- _PASSAGE_:

In addition, the study’s results could eventually have applications in the pest-control industry and in public health, according to study first author Jonathan Massey, who did the work as part of his doctoral dissertation in the U-M Department of Ecology and Evolutionary Biology. His adviser was EEB’s Patricia Wittkopp, who is a senior author on the eLife paper.

“We aimed to solve the yellow fly mystery because the answer would help better explain how genes controlling animal morphology could also influence animal behavior,” said Massey, who is now a postdoctoral research fellow at Harvard Medical School and Boston Children’s Hospital.

“If, for example, pest managers have a clearer understanding of how individual mutations cause critical disruptions in mating success, they could develop targeted strategies to block reproduction in species that transmit disease or destroy crops.”

In insects, pigments are synthesized from the chemical dopamine, which is best known as a neurotransmitter used in animal brains to send messages between nerve cells. Because of the dopamine connection, yellow fruit flies were hypothesized to have altered levels of the neurotransmitter in their brains, causing them to mate abnormally.

High-speed photography revealed that fruit flies species with sex combs use those structures to grab females during mating. Image credit: Jonathan Massey

High-speed photography revealed that fruit flies species with sex combs use those structures to grab females during mating. Image credit: Jonathan Massey

But Massey and his colleagues were able to show that dopamine’s role in pigment synthesis, not its job as a neurotransmitter, was to blame for the observed mating problems. Yellow mutants lack the pigment melanin, which in fruit flies is also responsible for stiffening various body parts, including the sex combs.

Without melanin, perhaps the sex combs lacked the stiffness needed to grasp the female abdomen when attempting to mount and copulate, the researchers hypothesized. To test this idea, Massey and his colleagues used scanning electron microscopy to examine the sex combs of male mutants and observed structural changes that included a crack in one of the comb teeth.

“We performed many complementary experiments confirming that it’s all about melanin’s effect on the comb’s ability to grab the females,” Massey said. “By solving the yellow fly mystery, we were able to show how a gene that changes the pigmentation of an insect can simultaneously be critical for its mating behavior.”

- _EXERCISE REQUIREMENTS_:
In the passage on yellow fruit flies, which technique did the researchers use to examine the sex combs of male mutants?

- _GIVEN MATERIAL_:
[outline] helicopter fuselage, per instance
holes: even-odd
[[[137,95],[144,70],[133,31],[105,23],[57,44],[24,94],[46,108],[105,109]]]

- _RESPONSE_:
Scanning electron microscopy.